* _取り組む課題_:
A. スポーツくじの調査報告のうち、「台湾及び韓国におけるスポーツくじに関する調査報告」から「る文献等に当たり情報を収集。」までの部分を、一字一句そのまま書き写してください。
B. スポーツくじの調査報告を、最後の文のあとから続けて書いてください。

台湾及び韓国におけるスポーツくじに関する調査報告
本協議会では、海外におけるスポーツDXの最新動向やスポーツ産業の実態調査を行っております。この度、台湾及び韓国で行われているスポーツくじについて調査を実施しましたのでご報告いたします。
■調査概要
台湾については、2023年3月2日から4日にかけて現地を訪問して関係者にヒアリング。韓国については、調査を委託するとともに、関連する文献等に当たり情報を収集。
■訪問先(台湾)
・Lin & Partners恆業法律事務所:ゲーミング分野にも精通した台湾の大手弁護士事務所
・TSLC(Taiwan Sports Lottery Co., Ltd.:台湾運動彩券公司):台湾スポーツくじのオペレーティング会社
・国立陽明交通大学IAPS(Center of Industry Accelerator and Patent Strategy):台湾のアクセラレーター大手(スポーツDX関連もあり)
■調査委託先(韓国)
・Lin & Partners恆業法律事務所(再掲) ※韓国のスポーツくじ制度にも精通
■総括
【台湾:2023年3月現在】
✓ 一義的にはスポーツ振興やアスリートの育成・強化等のための資金(スポーツ発展基金)確保を目的としてスポーツくじが導入されたが、違法な地下ギャンブル対策としての側面もあり、政府からは商品の魅力向上など積極的なビジネス展開が要請されている。こうした中、固定オッズ制を採るなどの工夫が行われている。
✓ スムーズな制度導入のため公益くじの1類型としてスタートしたが、公益くじのスキームでは、①実際の試合や競技会を対象とするスポーツくじを運用するにはガバナンスが脆弱で、②銀行がオペレーターゆえリスクテイク型の事業を積極展開することが難しく、ゆえに単独制度化された。いずれにしても、くじをベースに発展を遂げており、市場規模は2,600億円超にまで成長。オンライン販売が約3分の1を占めるが、弱者や引退選手の雇用の場として店舗も重要。
✓ 銀行とテクノロジー企業が合弁で専門のオペレーティング会社を組成し、これを中心にコンソーシアムを組む構成となっているほか、システム面では海外企業に依存している。制度化に際し、オペレーターやシステムプロバイダーを補う必要があった。

* _用意された記録_:
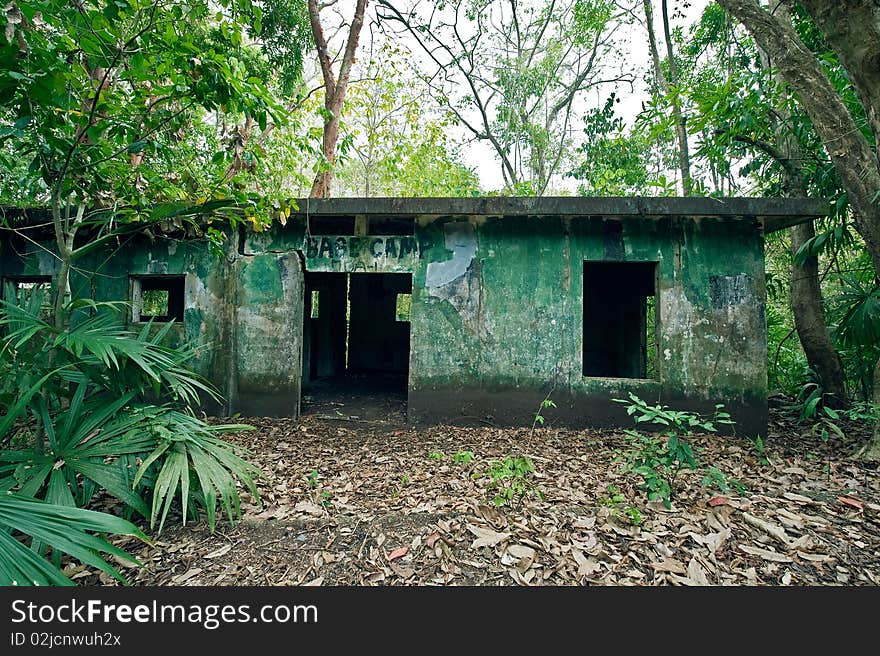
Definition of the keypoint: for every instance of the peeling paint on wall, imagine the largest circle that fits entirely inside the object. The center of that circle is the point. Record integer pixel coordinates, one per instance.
(461, 239)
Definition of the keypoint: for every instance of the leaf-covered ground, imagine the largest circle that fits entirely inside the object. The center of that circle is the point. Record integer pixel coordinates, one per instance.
(349, 501)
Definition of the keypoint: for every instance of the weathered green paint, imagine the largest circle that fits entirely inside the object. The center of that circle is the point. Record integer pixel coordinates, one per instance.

* _課題の答え_:
A.
台湾及び韓国におけるスポーツくじに関する調査報告
本協議会では、海外におけるスポーツDXの最新動向やスポーツ産業の実態調査を行っております。この度、台湾及び韓国で行われているスポーツくじについて調査を実施しましたのでご報告いたします。
■調査概要
台湾については、2023年3月2日から4日にかけて現地を訪問して関係者にヒアリング。韓国については、調査を委託するとともに、関連する文献等に当たり情報を収集。

B.
✓ 欧米に比べ、インテグリティ確保や依存症対策に関する取組は緩いと言える。一方、スポーツくじから違法ギャンブルへの顧客の還流抑止も重要であり、魅力を削ぎかねない規制色の強い措置は打ち出しにくい様子も伺われた。
【韓国:2023年6月現在】
✓ 国民体育振興公団(KSPO)がスポーツくじの発行事業体ではあるが、事業自体は民間へ委託することとされ、現在はSports Toto Koreaが受託。当選金払戻のため銀行も参画。
✓ 対象スポーツはサッカー、野球、バスケットボール、バレーボール、ゴルフで事実上固定。サッカーが60%、野球とバスケットボールを合わせた3種で95%超を占める。
GDP比をベースに粗利(GGY)に上限を課す総量規制が行われているが、市場は少しずつ成長を続け、2021年には6,000億円を超える規模に。オンライン販売は約1割。
✓ くじの対象は、①勝敗や引き分け等の試合結果、②得点・失点、③その両方、④優勝者・順位・得点選手等、の4種。くじ自体は払戻方法により次の2商品に分けられる。
・toto:パリミチュエル方式で払戻率は50%。2021年のシェアはprotoの92%に対し8%。
・proto:固定オッズ方式で、払戻率は50~70%であり、インゲームくじも可能。
✓ 2007年設立の射幸産業統合監督委員会(NGCC)の統率下、ゲーミング産業全体を対象とする上記の総量規制のほか、販売事業者、試合主催者、オペレーターが取るべき不正対策、韓国賭博問題予防治癒院(KGPA)による依存症・問題ギャンブルへの取組が制度化。
✓ オペレーターへの委託運営費は10%以下に抑えられ、これと払戻金を除いた、売上の約30%が国民体育振興基金に納付されている。売上の0.35%相当は「ギャンブル依存症予防・治療負担金」として同基金のNGCC管理の勘定に充当され、KGPAの活動支援等に。
※台湾・韓国それぞれのステークホルダー構図については別添をご参照下さい。